[Dataset entries]

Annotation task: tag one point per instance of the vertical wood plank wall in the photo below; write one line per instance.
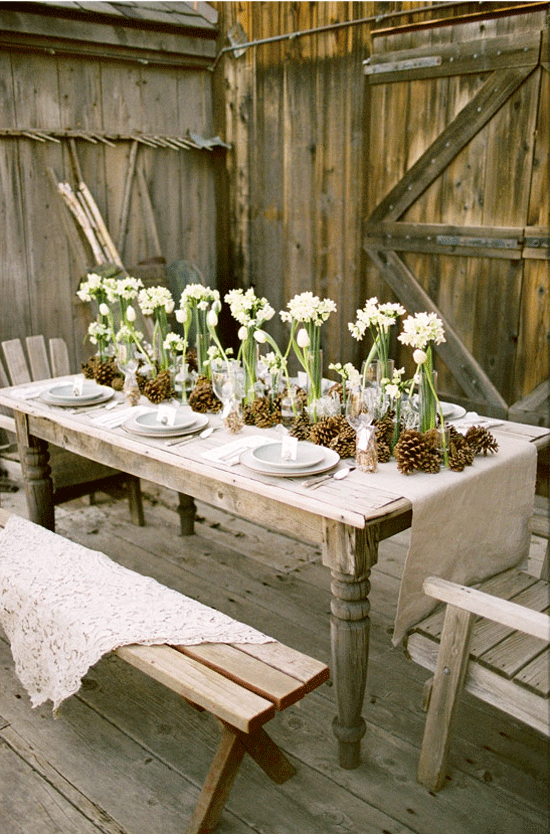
(38, 271)
(303, 176)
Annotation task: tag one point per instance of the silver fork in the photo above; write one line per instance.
(339, 475)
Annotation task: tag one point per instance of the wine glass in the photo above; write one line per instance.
(228, 384)
(361, 405)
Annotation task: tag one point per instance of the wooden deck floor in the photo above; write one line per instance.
(125, 755)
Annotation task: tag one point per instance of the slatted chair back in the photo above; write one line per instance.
(73, 475)
(502, 657)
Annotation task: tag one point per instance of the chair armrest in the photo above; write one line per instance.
(492, 608)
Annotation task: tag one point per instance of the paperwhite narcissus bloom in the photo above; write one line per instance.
(184, 316)
(153, 298)
(302, 338)
(421, 329)
(247, 308)
(373, 314)
(306, 307)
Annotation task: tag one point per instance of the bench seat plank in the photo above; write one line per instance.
(301, 666)
(247, 671)
(203, 686)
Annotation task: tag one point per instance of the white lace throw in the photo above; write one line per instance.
(63, 606)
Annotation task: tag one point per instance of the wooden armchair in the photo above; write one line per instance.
(503, 657)
(72, 475)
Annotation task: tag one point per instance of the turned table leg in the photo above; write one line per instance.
(36, 473)
(351, 553)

**DIRECTION**
Copy all of the dataset entries above word for word, leaving out the pictures.

**THE ANSWER**
Annotation task: tag one point per instance of the vertical wood plank wall in the photo below; write one line per instance.
(38, 271)
(303, 176)
Annotation task: tag one point per instance of the silver fork in the photo above; write one line per instance.
(339, 475)
Annotation task: tag one point per instance of the wine glass in the photo above; write one line per instance.
(228, 384)
(361, 405)
Annotation task: tag one point per instance of the wooden deck floor in the photo above; write one line per instance.
(125, 755)
Annotation task: tag one point per instance of the slatted chair back in the photo above; write one line per instance.
(73, 475)
(502, 657)
Annotation task: tag one point per instance of the chair armrest in the photo above; write one line per instance.
(492, 608)
Annotation task: tag one point per instance of the paperwhite narcissus bloom in the photo above; write one line per instance.
(184, 316)
(153, 298)
(302, 338)
(421, 329)
(247, 308)
(373, 314)
(306, 307)
Annotation task: tag one point per instance of the bench seat plank in the photo above; write one line per instance.
(301, 666)
(247, 671)
(203, 686)
Annotation task: tag one point per instance of the white lace throw in the photo above; write one line per instance.
(63, 606)
Annotation task: tag one point per instance of the wooden armchair in the photo above; write one line per instance.
(503, 657)
(72, 475)
Annotation task: tag one point per instance of the turned table leg in the photo above; write one line per instance.
(36, 473)
(351, 553)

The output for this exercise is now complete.